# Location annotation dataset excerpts

--------------------

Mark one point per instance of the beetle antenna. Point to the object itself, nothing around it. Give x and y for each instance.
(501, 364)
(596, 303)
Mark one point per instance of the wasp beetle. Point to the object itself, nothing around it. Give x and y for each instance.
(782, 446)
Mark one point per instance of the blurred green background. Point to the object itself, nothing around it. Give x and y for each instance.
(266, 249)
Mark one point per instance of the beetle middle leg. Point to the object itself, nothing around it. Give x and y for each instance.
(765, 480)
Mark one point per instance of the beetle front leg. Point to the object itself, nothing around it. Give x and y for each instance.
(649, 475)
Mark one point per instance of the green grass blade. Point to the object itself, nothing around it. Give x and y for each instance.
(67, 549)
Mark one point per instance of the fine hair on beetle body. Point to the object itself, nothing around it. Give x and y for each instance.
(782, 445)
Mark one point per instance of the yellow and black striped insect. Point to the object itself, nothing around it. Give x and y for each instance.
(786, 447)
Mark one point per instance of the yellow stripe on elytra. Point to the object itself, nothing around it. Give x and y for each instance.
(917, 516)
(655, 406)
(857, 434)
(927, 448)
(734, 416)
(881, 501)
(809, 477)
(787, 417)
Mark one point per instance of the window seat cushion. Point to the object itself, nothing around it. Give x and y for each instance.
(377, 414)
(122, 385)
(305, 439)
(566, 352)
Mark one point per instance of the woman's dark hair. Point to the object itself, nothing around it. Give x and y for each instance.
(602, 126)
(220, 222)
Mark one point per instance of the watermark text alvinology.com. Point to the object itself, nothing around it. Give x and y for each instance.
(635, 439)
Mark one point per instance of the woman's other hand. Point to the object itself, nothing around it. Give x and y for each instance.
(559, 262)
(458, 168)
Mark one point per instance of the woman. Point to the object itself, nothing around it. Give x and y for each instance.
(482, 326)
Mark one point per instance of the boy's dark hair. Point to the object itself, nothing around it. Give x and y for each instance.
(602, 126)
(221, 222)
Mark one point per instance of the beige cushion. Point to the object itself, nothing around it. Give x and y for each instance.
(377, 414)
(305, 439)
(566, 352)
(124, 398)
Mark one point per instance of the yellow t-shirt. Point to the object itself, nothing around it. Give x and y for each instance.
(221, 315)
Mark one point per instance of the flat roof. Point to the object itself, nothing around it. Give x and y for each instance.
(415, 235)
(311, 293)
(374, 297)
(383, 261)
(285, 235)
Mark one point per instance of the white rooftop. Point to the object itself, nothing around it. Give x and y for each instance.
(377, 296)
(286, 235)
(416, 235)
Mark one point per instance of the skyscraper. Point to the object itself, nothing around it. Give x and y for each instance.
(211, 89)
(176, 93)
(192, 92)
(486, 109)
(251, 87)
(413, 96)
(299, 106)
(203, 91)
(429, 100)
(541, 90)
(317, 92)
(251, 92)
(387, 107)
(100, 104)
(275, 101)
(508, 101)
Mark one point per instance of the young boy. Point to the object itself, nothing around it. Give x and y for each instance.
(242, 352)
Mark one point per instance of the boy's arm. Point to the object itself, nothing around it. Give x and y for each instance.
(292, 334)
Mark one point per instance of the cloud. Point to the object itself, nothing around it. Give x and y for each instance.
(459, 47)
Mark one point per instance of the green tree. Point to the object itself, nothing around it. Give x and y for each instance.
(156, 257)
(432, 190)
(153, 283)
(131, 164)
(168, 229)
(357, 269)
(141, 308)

--------------------

# What the exercise asks
Please quote the records above exactly, without skipping a line.

# Solution for this exercise
Mark one point per instance of the beetle antenna. Point to the object itself, nothing around it. Give x and y for each instance.
(501, 364)
(596, 303)
Mark one point per instance of the wasp beetle. Point to the object itself, nothing around it. Give x and y for each instance.
(782, 446)
Mark one point per instance of the blurred green background. Point to the object itself, nothing around it. Give x and y for each instance.
(266, 249)
Mark one point per instance of the beetle middle leg. Point to the object itself, nothing around it. Give x and y for each instance.
(765, 480)
Mark one point per instance of the beetle front leg. Point to the object itself, nothing around it. Give x and y for each instance.
(649, 475)
Mark one point per instance of the green grass blade. Point to the object itself, nothing around it. Give x and y for each instance.
(67, 549)
Mark one point per instance of the fine hair on beetle body. Point to the object itself, nothing around it. Give x and y for each instance.
(782, 445)
Mark one point per instance of the yellow and black striped insect. Point to the object itself, nothing around it. Give x and y for each instance.
(786, 447)
Mark one point per instance of the yellow stripe on elytra. Point to the object itself, nothing around it. Give x and y for each instance.
(917, 516)
(655, 406)
(857, 434)
(927, 448)
(734, 416)
(881, 501)
(809, 477)
(787, 417)
Mark one point per instance of the window seat cushion. Point to the object itself, nothing around it. Give x and y for each instance.
(377, 414)
(122, 385)
(305, 439)
(566, 352)
Mark one point per instance of the woman's dark hair. Point to the object itself, nothing around it. Give x and y for each instance.
(602, 126)
(220, 222)
Mark one point per instance of the watermark text alvinology.com. Point to the object itself, nothing around it. Give x and y for each instance.
(635, 439)
Mark one point per instance of the woman's other hand. Point to the object itself, nothing around it. Give x and y for each instance.
(559, 262)
(458, 168)
Mark one point per instance of the woman. Point to the object itself, nothing around it. Give x and y for each instance.
(482, 326)
Mark one point per instance of the boy's dark hair. Point to the object itself, nothing around it. Give x and y for each instance.
(602, 126)
(221, 222)
Mark one point per instance of the beige cushion. Point to the object itself, nothing around it. Give x and y for each instance.
(377, 414)
(305, 439)
(566, 352)
(124, 398)
Mark one point per instance of the yellow t-shirt. Point to the object itself, nothing around it. Give x and y for each instance.
(221, 315)
Mark one point per instance of the flat roof. Point to the object itself, nothing around it. Give x and y for each instance.
(415, 235)
(311, 293)
(374, 297)
(383, 261)
(285, 235)
Mark one point per instance of the white rooftop. Point to the object itself, nothing around it. Give x and y for each instance.
(377, 296)
(286, 235)
(416, 235)
Mark one point per instance of the skyscraper. Point to the object itself, nothing around it. Give x and y for each instance.
(211, 89)
(176, 93)
(192, 92)
(486, 109)
(251, 87)
(413, 96)
(299, 106)
(203, 91)
(429, 100)
(541, 90)
(317, 92)
(251, 92)
(387, 107)
(100, 104)
(275, 101)
(508, 101)
Mark one point per instance of the young boy. Point to the object itself, nothing around it. Give x and y for each instance.
(242, 352)
Mark one point per instance of the boy's arm. Point to the object itself, nothing around it. Give x and y for each instance.
(292, 334)
Mark one point per instance of the cloud. Point to the object itself, nothing around it. Give x and y for each instance.
(459, 47)
Mark one point per instance of the green tree. Point to the object itself, nothing around it. Give x and y for each instance.
(156, 257)
(432, 190)
(153, 283)
(131, 164)
(168, 229)
(357, 269)
(141, 308)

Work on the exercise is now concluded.